Task requirements: Gather every line in the data below that contains the string "negative", and copy each of those lines in full.

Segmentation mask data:
****************************************

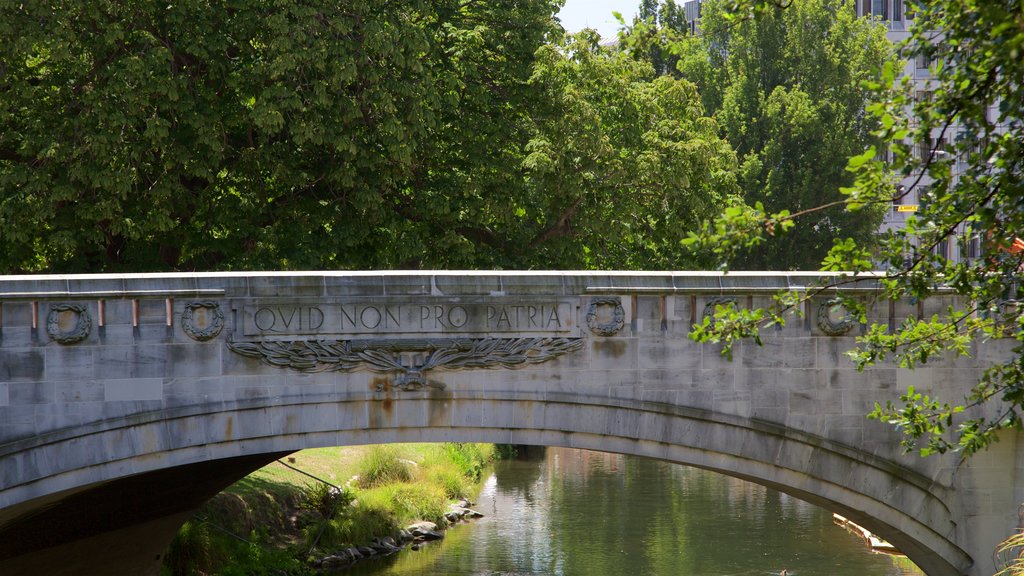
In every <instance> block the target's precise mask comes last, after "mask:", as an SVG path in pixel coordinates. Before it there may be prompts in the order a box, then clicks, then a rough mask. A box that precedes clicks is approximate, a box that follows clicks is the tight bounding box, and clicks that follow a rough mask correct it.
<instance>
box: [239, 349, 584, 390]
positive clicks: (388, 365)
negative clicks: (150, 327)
mask: <svg viewBox="0 0 1024 576" xmlns="http://www.w3.org/2000/svg"><path fill="white" fill-rule="evenodd" d="M227 347H228V348H230V349H231V352H234V353H236V354H240V355H242V356H245V357H249V358H255V359H258V360H260V361H262V362H263V363H265V364H268V365H270V366H275V367H279V368H289V369H292V370H298V371H299V372H348V371H352V370H358V369H365V370H371V371H374V372H385V373H387V372H391V373H397V374H398V377H397V380H396V382H395V385H396V386H397V387H399V388H401V389H404V390H416V389H420V388H422V387H424V386H430V387H436V388H441V389H443V388H444V384H443V383H441V382H436V381H431V380H428V379H427V377H426V372H427V371H429V370H433V369H436V368H443V369H446V370H457V369H461V368H520V367H523V366H527V365H530V364H540V363H542V362H547V361H549V360H552V359H554V358H557V357H559V356H562V355H564V354H567V353H570V352H574V351H578V349H580V348H582V347H583V340H582V338H559V337H534V338H460V339H398V340H374V339H367V340H264V341H258V342H228V344H227Z"/></svg>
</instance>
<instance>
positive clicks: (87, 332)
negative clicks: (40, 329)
mask: <svg viewBox="0 0 1024 576" xmlns="http://www.w3.org/2000/svg"><path fill="white" fill-rule="evenodd" d="M62 312H73V313H75V315H76V316H77V320H76V322H75V327H74V328H72V329H71V330H61V329H60V313H62ZM91 330H92V317H90V316H89V311H87V310H86V308H85V306H82V305H79V304H53V305H51V306H50V313H49V314H48V315H47V316H46V333H47V334H48V335H49V336H50V339H52V340H55V341H57V342H59V343H61V344H74V343H76V342H81V341H82V340H84V339H85V338H86V337H87V336H88V335H89V332H90V331H91Z"/></svg>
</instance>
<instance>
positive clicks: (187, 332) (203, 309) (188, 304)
mask: <svg viewBox="0 0 1024 576" xmlns="http://www.w3.org/2000/svg"><path fill="white" fill-rule="evenodd" d="M200 308H203V310H206V311H207V317H206V318H207V325H206V327H204V328H199V327H197V326H196V311H198V310H200ZM223 328H224V314H223V313H222V312H220V304H218V303H217V302H214V301H213V300H204V301H202V302H190V303H188V304H185V310H184V311H183V312H182V313H181V329H182V330H184V331H185V334H188V337H189V338H191V339H194V340H199V341H201V342H204V341H206V340H209V339H211V338H216V337H217V335H218V334H220V331H221V330H223Z"/></svg>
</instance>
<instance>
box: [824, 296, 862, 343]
mask: <svg viewBox="0 0 1024 576" xmlns="http://www.w3.org/2000/svg"><path fill="white" fill-rule="evenodd" d="M837 306H838V307H840V308H841V310H842V311H843V313H844V314H843V317H842V318H840V319H839V320H834V319H833V316H831V313H833V311H834V310H836V308H837ZM816 320H817V323H818V328H820V329H821V331H822V332H824V333H825V334H828V335H829V336H842V335H844V334H846V333H847V332H849V331H850V329H852V328H853V325H854V324H856V320H855V319H854V318H853V315H852V314H850V311H848V310H846V306H844V305H843V300H842V298H828V299H827V300H825V301H823V302H821V305H819V306H818V313H817V319H816Z"/></svg>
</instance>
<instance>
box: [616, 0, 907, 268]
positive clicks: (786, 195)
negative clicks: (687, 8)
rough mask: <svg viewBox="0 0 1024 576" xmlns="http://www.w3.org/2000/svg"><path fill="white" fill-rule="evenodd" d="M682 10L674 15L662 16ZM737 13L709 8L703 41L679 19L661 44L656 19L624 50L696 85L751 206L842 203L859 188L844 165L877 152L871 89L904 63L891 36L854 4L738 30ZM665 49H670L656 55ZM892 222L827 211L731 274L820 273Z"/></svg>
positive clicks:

****************************************

Output for this task:
negative clicks: (150, 327)
negative clicks: (40, 329)
negative clicks: (687, 8)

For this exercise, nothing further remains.